=== Exercise text ===

The New York Police Department say that the fatal shooting of a man in Manhattan's West Village early Saturday morning is being classified as a hate crime, NY1 reports.
The shooting took place shortly after midnight at West 8th Street and 6th Avenue near Gray's Papaya. The 32-year-old victim was shot in the face at point blank range and pronounced dead at Beth Israel Hospital.
“This fully looks to be a hate crime; a bias crime,” Police Commissioner Ray Kelly told reporters today. “There were no words that would aggravate the situation that were spoken by the victims. They did not know the confronter. There was no previous relationship.”
According to the New York Post, the victim and a friend were walking on Sixth Avenue when they were approached by three Hispanic men. These men apparently asked the victim and his friend if they were "gay wrestlers" and made other homophobic slurs.
The victim and his friend were followed by two of these men, before one pulled out a gun and shot the victim in the cheek.
The shooter then ran downtown before being caught by police at MacDougal and West Third streets, the Post reports. The gunman has not been identified yet as he had phony ID on him.

=== Material provided ===

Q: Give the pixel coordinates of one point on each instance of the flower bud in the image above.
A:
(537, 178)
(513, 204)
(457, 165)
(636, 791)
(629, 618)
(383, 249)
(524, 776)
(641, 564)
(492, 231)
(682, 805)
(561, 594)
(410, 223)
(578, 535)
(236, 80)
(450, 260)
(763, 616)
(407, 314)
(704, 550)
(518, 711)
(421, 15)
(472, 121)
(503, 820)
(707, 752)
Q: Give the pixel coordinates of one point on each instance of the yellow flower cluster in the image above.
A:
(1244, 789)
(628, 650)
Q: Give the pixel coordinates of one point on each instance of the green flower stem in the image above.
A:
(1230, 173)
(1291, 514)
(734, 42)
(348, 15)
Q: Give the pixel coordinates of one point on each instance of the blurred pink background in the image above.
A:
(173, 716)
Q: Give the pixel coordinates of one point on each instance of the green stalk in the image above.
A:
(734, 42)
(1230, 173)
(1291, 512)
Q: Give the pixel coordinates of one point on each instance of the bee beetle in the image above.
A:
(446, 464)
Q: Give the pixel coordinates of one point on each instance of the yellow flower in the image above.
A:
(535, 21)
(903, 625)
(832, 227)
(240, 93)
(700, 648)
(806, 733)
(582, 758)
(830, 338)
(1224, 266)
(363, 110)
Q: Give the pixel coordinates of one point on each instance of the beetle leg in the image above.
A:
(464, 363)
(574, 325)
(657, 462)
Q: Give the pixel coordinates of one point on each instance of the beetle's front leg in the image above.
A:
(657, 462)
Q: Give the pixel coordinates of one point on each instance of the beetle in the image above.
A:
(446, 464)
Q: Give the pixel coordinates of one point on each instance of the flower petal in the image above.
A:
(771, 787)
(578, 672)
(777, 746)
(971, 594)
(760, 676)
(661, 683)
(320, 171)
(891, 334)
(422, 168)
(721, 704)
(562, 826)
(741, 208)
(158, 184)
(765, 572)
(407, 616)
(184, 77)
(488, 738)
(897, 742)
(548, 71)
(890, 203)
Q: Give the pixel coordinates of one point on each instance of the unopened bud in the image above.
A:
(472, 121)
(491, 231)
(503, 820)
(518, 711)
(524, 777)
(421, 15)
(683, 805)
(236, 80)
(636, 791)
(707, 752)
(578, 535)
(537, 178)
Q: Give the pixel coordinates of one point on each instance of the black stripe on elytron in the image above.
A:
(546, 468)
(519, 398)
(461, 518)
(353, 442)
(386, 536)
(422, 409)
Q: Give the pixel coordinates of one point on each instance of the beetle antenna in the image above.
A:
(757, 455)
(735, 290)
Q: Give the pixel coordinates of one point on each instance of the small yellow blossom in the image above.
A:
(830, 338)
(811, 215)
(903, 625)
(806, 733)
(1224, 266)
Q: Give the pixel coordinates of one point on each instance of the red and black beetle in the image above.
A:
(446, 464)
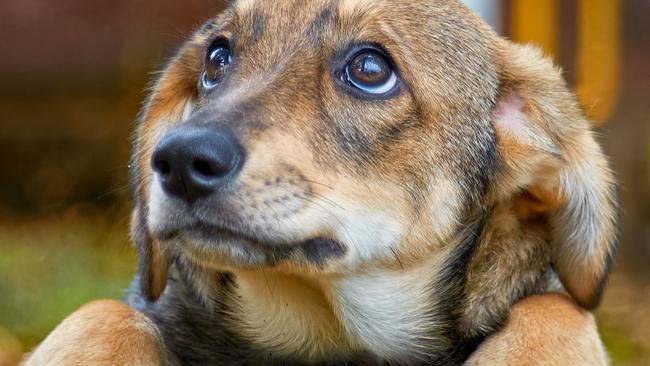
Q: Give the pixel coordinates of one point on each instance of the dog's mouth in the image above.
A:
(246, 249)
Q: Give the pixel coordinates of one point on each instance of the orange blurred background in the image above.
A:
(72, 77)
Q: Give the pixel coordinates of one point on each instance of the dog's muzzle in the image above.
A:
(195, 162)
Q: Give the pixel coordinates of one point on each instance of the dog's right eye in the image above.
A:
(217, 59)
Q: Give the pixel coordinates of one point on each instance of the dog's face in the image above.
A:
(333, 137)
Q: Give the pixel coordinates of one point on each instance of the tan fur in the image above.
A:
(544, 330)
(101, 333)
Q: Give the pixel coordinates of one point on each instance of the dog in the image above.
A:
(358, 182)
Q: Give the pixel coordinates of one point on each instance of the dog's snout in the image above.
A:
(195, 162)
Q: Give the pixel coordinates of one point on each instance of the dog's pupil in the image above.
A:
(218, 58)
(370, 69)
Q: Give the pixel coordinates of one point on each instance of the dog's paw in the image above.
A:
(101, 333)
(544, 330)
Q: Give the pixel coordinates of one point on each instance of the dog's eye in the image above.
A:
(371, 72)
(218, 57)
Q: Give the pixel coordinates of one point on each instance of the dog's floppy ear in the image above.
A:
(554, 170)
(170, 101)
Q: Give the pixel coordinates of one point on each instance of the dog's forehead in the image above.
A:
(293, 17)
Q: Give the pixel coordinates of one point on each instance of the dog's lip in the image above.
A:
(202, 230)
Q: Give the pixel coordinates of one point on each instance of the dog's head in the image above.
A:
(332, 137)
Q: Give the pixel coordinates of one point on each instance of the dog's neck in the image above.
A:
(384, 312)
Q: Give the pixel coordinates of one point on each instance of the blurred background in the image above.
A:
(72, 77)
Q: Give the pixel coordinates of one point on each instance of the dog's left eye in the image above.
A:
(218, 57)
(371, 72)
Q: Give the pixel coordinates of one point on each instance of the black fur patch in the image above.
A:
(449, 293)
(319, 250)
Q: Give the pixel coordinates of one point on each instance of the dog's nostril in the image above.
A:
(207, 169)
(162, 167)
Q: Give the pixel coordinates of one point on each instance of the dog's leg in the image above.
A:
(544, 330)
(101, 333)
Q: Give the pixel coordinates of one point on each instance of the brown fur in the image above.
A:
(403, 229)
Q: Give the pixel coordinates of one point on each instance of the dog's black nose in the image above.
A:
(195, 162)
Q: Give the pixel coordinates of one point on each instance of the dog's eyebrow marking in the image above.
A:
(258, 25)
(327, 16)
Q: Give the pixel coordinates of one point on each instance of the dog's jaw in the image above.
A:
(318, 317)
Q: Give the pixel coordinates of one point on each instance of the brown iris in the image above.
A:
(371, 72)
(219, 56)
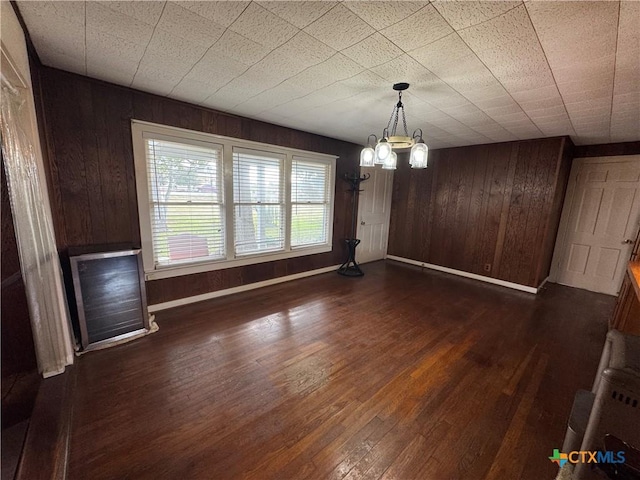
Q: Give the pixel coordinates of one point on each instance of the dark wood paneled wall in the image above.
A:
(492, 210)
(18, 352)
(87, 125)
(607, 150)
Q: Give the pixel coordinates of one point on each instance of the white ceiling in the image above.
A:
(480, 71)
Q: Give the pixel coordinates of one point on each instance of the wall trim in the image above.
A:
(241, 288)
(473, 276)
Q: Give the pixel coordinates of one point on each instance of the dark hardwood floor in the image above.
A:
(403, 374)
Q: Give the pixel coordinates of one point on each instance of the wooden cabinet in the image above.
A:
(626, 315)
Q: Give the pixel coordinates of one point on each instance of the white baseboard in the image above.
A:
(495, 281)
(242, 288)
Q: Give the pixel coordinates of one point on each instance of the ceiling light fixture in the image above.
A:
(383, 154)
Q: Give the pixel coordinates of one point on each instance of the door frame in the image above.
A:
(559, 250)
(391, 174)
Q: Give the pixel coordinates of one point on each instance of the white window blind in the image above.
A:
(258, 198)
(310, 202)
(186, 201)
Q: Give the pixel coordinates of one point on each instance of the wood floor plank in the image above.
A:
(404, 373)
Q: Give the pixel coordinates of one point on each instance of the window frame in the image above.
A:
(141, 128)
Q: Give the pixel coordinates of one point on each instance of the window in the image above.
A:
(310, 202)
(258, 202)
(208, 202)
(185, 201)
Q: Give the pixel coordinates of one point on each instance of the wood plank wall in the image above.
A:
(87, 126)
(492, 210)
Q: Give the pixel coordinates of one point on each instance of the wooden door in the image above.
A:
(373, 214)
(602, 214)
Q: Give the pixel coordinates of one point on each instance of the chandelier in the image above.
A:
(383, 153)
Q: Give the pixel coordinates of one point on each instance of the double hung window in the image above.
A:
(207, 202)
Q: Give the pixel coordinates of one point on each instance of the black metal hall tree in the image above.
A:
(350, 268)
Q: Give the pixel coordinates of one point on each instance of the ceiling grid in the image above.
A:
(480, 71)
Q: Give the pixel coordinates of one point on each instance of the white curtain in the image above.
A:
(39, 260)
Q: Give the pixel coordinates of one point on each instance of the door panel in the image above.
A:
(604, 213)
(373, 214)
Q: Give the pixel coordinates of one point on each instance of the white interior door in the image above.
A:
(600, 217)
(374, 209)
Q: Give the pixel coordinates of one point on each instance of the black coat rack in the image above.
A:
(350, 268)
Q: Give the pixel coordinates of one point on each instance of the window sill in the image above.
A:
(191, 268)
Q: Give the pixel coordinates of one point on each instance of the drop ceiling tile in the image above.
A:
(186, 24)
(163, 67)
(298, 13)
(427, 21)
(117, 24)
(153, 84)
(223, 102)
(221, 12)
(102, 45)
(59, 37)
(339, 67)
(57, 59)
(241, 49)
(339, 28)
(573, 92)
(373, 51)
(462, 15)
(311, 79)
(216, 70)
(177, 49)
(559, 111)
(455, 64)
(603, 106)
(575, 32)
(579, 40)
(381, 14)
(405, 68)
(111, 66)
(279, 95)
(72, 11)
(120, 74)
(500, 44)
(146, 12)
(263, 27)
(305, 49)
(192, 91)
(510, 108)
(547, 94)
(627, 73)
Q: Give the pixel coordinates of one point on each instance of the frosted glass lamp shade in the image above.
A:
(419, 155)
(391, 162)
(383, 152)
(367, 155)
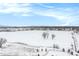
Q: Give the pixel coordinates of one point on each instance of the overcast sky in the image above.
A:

===
=== Material provided ===

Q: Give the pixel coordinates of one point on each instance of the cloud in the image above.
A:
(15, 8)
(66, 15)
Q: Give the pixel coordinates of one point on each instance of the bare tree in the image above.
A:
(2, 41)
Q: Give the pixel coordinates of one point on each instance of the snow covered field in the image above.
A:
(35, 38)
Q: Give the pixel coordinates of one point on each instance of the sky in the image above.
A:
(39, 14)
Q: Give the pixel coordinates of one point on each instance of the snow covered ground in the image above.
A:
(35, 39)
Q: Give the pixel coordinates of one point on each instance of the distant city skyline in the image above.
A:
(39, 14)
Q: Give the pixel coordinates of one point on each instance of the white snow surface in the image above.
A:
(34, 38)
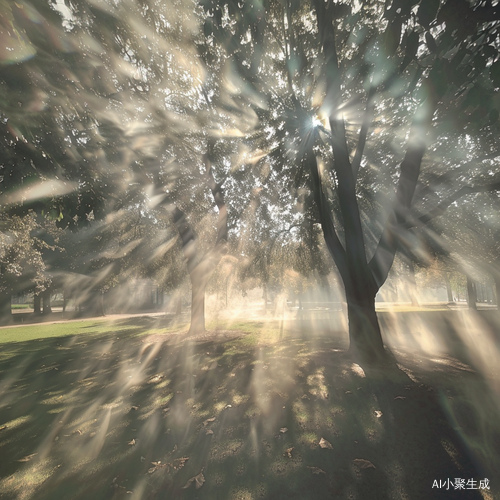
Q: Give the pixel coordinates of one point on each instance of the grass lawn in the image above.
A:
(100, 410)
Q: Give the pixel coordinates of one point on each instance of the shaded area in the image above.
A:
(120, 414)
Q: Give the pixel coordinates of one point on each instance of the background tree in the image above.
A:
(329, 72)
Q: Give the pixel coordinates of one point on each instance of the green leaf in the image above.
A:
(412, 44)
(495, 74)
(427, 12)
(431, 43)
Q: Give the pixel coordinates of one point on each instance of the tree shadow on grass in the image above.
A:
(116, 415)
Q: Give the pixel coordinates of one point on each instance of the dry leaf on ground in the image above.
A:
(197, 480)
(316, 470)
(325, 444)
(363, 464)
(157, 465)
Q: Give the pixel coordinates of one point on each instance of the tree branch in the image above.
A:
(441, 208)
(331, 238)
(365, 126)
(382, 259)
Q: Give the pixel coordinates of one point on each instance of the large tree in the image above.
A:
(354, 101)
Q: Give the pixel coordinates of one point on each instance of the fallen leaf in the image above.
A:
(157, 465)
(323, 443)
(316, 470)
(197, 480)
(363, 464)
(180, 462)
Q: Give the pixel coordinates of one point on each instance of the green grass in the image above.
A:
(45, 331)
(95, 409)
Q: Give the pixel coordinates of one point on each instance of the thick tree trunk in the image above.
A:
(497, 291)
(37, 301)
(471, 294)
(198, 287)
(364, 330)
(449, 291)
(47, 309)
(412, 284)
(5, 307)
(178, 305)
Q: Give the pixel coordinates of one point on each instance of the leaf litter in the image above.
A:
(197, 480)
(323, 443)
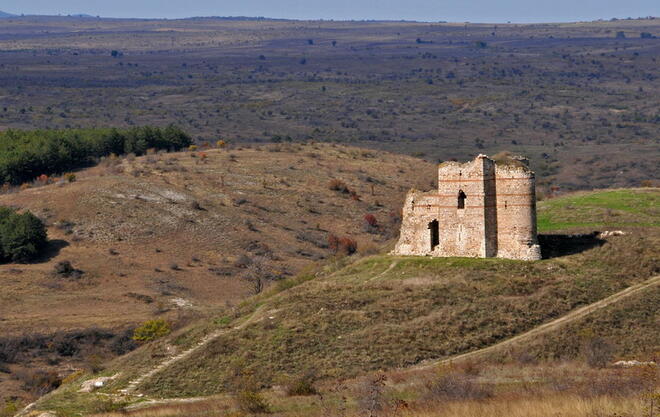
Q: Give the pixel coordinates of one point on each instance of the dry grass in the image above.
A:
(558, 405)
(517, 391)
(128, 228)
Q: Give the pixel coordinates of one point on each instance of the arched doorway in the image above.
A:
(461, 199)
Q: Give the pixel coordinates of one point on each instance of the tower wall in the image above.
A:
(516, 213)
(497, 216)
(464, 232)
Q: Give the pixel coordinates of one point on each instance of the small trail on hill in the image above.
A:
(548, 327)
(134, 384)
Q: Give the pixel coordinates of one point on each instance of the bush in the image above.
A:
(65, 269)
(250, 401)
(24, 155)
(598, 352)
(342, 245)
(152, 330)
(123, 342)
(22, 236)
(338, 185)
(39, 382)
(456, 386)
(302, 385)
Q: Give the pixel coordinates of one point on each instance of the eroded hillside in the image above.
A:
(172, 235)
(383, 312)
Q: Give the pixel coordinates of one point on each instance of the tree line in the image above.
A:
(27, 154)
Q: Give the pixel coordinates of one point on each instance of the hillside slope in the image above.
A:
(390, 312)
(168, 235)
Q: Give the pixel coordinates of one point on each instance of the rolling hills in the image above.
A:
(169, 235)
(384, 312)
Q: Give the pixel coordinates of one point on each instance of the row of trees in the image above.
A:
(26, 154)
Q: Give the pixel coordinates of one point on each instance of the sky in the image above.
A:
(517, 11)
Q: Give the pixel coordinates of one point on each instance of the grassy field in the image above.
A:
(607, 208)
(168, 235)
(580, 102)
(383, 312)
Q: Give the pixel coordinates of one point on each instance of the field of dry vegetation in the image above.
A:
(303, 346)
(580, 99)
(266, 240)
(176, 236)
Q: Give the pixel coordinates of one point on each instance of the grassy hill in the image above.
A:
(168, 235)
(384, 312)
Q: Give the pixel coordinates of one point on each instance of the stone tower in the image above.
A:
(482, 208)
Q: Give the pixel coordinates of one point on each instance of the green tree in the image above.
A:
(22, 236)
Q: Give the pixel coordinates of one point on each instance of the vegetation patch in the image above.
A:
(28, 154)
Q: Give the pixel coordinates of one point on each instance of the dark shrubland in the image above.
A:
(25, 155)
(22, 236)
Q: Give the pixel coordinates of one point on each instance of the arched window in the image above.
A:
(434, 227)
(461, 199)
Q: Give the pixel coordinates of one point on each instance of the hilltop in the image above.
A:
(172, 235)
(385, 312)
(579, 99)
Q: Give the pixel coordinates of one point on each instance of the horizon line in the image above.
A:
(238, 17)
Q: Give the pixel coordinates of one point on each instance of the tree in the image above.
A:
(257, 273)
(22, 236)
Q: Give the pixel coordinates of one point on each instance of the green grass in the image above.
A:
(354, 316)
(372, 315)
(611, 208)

===
=== Material provided ===

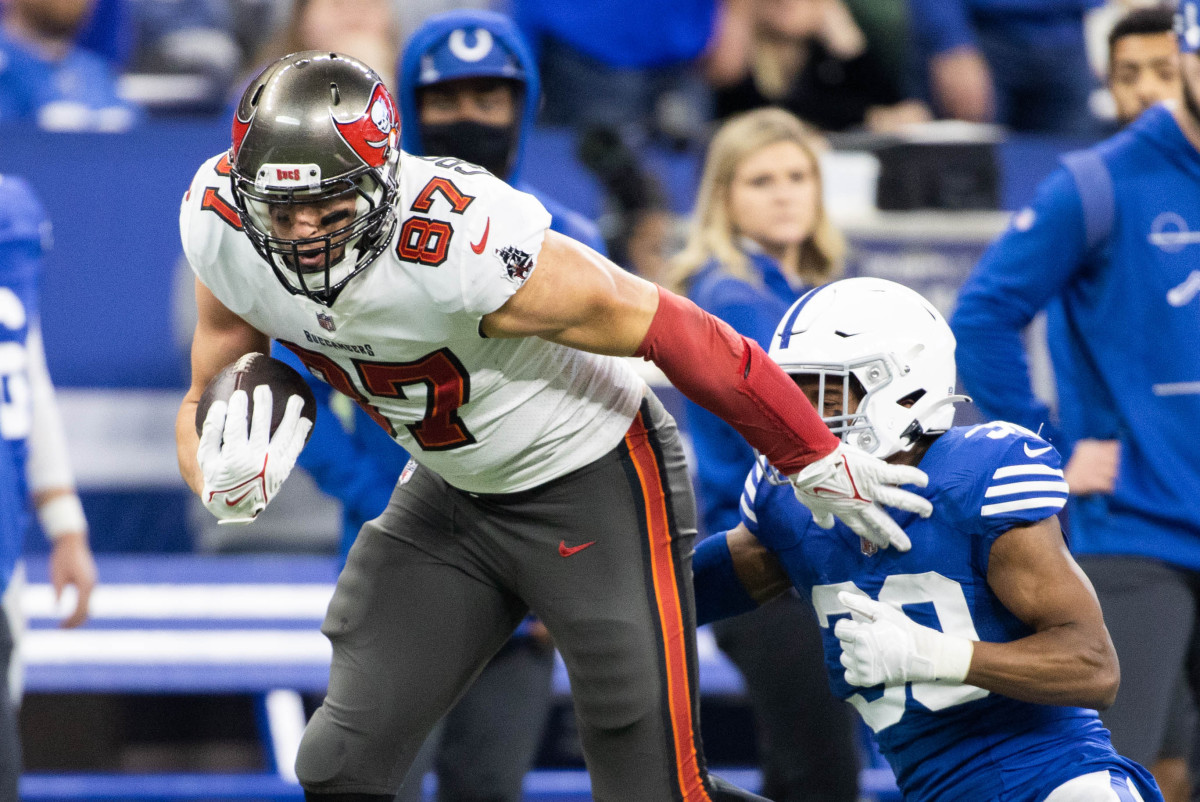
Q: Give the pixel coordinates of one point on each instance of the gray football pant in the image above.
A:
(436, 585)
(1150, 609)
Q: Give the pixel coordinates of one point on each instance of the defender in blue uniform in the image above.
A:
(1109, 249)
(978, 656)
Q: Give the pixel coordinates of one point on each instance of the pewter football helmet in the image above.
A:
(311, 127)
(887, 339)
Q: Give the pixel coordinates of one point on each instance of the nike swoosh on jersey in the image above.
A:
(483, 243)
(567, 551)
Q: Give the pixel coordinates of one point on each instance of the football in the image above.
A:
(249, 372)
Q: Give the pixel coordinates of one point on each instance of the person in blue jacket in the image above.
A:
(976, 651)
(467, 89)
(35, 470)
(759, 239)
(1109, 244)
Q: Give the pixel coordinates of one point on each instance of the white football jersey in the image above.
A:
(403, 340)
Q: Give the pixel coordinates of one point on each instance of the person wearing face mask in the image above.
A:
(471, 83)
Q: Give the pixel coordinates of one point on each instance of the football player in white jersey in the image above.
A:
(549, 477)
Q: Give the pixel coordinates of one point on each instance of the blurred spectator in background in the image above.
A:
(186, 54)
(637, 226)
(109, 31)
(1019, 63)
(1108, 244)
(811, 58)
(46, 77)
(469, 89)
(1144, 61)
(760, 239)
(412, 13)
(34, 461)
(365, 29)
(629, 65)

===

## Activity list:
1. Please list each sentence that the report on the West Village shooting quotes Police Commissioner Ray Kelly as saying.
2. Carry on the report on the West Village shooting from its last sentence.

## Answers in order:
1.
- "This fully looks to be a hate crime; a bias crime."
- "There were no words that would aggravate the situation that were spoken by the victims."
- "They did not know the confronter."
- "There was no previous relationship."

2.
The Post also reports that the shooter had earlier got into a confrontation after urinating outside a bar on Barrow and West Fourth streets. In that confrontation, the shooter had allegedly told a member of staff at the bar that he would shoot him, and that he was behind last year's school shooting in Sandy Hook.
There have been a spate of attacks on homosexuals in New York in recent weeks — Gothamist reports that there have been four such hate crimes in the past two weeks. Police Commissioner Ray Kelly told reporters today that there had been 22 bias attacks in the city so far this year, significantly higher than the 13 that had occurred at this point last year.
In a sad coincidence, Friday was the International Day Against Homophobia.